* **Exercise objective**: Write out exactly the lines below that run from the one containing "-- sample [985,0]." through the one containing "-- sample [860,623].", both included, with no other lines.

###

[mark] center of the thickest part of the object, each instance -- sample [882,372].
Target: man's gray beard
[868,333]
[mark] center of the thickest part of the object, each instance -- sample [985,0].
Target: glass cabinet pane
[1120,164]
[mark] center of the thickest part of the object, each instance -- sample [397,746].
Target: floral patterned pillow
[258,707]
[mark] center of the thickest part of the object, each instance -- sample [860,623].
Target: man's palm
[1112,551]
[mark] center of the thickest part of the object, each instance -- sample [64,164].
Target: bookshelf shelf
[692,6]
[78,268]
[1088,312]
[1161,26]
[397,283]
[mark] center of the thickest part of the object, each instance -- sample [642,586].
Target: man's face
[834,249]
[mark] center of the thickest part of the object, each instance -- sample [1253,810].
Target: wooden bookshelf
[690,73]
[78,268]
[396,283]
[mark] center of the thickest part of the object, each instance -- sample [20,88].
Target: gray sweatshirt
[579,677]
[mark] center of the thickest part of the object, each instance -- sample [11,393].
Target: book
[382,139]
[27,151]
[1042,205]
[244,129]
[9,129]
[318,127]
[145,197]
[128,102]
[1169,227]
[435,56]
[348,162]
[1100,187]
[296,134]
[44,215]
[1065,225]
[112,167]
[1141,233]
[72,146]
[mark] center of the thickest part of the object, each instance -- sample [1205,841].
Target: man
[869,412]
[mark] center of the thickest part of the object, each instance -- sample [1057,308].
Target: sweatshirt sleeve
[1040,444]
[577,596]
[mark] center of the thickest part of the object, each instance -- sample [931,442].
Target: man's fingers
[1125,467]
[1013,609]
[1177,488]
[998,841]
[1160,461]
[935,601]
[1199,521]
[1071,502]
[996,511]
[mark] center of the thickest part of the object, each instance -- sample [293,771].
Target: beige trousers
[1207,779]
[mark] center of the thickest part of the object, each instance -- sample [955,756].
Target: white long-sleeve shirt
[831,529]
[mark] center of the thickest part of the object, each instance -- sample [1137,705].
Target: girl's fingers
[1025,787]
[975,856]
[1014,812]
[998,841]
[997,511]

###

* **The completed task**:
[mark] center of the thickest part of the object, each instance -- sample [985,0].
Target: glass cabinet pane
[1120,164]
[mark] center of the thickest part of the object, each instance -- sample [397,746].
Target: floral patterned pillow
[258,707]
[mark] center of the thickest part of the object, each instance -- sample [860,623].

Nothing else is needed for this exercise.